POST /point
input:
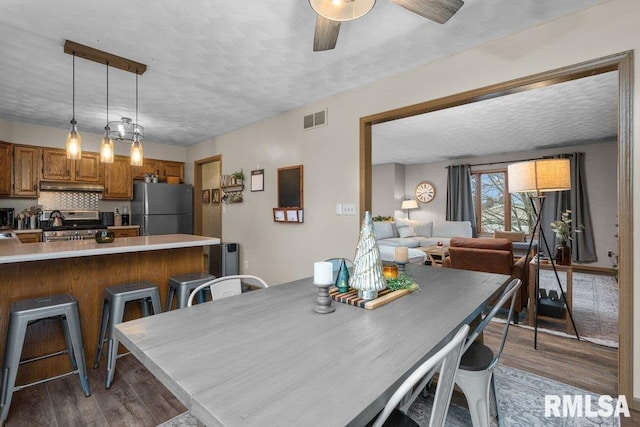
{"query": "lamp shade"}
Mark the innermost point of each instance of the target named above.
(409, 204)
(539, 175)
(342, 10)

= = = = = = =

INSTRUCTIONS TO FOLLOW
An exact copy of all the data above is required; omit any pictures.

TASK SOLUTION
POST /point
input:
{"query": "lamp shade"}
Mark the innermost point of each instance of the target named above.
(409, 204)
(539, 175)
(342, 10)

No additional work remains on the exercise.